**DATA TO USE**

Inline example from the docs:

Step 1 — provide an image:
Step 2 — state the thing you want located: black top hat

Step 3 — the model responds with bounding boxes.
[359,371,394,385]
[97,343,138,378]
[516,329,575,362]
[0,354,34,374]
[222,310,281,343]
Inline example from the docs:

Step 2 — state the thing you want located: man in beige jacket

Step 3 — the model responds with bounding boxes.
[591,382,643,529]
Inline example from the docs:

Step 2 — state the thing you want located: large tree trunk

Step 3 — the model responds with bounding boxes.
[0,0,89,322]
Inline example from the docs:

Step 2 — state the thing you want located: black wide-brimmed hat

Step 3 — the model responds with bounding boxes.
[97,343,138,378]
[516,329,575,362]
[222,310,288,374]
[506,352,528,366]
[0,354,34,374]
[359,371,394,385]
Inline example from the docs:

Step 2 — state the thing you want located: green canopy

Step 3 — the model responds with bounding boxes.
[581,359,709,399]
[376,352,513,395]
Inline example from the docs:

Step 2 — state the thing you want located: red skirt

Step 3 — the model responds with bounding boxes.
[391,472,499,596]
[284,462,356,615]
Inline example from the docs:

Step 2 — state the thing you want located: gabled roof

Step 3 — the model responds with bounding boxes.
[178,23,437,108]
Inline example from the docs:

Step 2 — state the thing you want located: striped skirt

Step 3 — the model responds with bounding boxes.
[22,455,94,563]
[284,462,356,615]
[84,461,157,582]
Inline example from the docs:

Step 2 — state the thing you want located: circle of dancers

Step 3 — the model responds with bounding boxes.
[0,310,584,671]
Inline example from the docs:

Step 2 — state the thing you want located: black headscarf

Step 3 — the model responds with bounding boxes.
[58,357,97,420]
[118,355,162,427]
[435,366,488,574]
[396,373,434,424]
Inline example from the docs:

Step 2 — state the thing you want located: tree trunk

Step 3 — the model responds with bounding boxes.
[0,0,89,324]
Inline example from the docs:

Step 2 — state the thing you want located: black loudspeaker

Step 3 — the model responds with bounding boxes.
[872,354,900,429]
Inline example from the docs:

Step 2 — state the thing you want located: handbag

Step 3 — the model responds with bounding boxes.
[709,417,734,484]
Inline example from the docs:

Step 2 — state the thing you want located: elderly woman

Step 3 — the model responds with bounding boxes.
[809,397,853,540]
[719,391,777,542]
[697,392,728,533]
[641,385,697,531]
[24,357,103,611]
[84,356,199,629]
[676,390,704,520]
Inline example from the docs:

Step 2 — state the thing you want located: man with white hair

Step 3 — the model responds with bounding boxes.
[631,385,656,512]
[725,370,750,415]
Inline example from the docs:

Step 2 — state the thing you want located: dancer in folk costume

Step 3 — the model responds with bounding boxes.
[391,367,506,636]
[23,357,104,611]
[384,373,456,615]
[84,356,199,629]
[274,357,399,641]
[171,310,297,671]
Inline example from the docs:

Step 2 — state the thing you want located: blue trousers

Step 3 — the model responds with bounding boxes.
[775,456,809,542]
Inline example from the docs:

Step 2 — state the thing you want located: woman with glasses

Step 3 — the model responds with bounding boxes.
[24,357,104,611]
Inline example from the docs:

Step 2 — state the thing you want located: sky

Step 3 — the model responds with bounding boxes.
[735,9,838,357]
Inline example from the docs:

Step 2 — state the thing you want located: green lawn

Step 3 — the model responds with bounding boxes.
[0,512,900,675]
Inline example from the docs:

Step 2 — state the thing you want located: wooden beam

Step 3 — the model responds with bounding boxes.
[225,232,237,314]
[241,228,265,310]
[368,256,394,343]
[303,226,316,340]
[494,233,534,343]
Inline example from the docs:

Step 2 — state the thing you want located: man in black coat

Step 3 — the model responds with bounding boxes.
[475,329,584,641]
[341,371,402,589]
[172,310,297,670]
* * *
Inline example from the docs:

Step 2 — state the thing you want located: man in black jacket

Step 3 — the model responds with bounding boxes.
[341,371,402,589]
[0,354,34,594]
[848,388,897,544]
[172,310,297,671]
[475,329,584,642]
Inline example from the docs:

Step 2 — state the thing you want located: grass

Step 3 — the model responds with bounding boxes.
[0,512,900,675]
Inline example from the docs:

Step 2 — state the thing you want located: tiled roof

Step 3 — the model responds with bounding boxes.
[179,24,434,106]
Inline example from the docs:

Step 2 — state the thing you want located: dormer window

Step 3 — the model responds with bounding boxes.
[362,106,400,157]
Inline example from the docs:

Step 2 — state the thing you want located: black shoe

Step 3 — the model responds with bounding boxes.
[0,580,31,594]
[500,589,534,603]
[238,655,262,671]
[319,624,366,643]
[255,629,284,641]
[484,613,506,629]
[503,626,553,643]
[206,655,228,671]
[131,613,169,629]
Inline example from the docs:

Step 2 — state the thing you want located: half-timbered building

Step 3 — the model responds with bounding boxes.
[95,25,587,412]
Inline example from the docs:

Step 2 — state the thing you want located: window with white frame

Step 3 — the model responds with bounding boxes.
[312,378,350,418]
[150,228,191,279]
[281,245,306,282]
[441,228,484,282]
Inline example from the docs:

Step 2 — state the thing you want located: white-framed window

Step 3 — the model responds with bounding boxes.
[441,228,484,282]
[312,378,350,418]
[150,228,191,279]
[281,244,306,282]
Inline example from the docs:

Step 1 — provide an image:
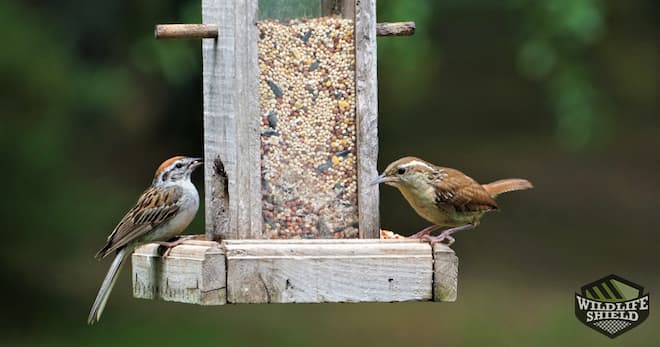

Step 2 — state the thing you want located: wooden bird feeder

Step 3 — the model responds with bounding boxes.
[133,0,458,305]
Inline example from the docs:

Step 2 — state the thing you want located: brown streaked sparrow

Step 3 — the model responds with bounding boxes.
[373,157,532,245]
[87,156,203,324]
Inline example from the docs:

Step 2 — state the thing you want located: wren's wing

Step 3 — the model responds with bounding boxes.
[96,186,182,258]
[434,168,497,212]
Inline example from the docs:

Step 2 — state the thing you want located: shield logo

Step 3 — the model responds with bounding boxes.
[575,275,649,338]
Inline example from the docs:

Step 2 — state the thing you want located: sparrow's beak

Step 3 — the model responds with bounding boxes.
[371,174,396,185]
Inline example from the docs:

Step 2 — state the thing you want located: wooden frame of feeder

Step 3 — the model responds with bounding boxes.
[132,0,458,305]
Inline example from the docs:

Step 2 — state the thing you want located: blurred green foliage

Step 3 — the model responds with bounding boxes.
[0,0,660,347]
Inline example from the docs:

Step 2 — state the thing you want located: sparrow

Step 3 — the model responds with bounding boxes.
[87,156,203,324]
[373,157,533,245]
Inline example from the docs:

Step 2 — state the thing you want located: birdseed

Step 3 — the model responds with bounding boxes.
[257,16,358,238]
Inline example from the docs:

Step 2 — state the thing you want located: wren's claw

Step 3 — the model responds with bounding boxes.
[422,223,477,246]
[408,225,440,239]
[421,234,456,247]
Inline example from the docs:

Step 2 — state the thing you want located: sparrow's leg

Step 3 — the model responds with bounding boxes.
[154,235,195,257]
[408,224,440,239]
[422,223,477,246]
==
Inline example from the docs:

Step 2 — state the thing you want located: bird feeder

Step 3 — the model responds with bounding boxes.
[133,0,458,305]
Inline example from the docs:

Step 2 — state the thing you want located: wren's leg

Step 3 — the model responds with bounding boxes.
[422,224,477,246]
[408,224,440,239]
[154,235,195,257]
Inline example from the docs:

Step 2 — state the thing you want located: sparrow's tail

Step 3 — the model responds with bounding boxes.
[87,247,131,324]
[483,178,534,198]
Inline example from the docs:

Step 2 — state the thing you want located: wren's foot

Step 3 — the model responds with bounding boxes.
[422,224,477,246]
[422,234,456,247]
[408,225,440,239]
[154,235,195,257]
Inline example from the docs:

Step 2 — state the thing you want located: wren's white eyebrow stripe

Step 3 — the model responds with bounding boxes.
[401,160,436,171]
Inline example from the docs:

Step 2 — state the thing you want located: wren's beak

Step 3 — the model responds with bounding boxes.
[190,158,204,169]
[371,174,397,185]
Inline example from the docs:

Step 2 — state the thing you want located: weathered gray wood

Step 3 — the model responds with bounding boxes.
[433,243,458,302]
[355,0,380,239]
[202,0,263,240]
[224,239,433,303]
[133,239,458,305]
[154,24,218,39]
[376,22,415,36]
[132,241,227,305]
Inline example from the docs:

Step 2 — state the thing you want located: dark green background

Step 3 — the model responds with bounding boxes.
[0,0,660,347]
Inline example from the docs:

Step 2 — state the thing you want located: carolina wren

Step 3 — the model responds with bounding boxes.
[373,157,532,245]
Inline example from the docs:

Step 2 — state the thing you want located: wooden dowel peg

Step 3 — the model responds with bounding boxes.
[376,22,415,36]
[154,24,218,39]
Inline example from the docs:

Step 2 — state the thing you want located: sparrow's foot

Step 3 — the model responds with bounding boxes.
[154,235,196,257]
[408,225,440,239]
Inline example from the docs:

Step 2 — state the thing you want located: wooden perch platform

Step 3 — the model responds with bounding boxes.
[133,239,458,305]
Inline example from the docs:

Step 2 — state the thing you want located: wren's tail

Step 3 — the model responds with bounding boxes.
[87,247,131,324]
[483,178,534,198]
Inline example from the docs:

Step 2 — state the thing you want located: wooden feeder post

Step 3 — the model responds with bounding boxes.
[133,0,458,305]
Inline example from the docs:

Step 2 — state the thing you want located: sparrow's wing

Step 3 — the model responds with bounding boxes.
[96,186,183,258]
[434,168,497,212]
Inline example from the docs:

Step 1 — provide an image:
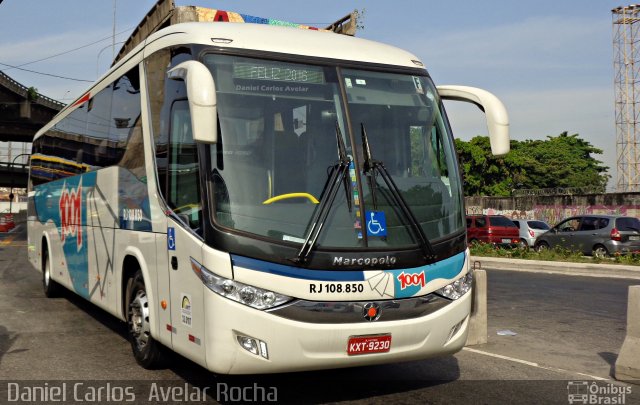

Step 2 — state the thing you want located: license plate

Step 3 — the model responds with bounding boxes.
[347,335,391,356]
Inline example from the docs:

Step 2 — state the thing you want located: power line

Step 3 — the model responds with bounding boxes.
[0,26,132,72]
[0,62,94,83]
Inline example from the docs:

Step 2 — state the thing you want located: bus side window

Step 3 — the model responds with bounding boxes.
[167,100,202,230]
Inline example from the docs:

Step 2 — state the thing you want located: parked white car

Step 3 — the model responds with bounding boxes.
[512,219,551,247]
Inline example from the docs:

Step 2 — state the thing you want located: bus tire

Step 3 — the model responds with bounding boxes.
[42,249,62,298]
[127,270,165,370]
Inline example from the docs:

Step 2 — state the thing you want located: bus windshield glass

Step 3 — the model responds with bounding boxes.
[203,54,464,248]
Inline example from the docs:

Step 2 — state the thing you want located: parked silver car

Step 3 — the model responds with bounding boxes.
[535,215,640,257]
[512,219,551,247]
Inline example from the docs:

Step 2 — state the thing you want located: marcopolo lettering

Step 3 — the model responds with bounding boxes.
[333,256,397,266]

**EXERCISE BRIEF**
Report every line in the items above that contains the word "skirt", copying each line in full.

**TASK ANSWER**
Step 2 — state the thing you want located: red skirt
Step 2 — state the thing you want located: striped skirt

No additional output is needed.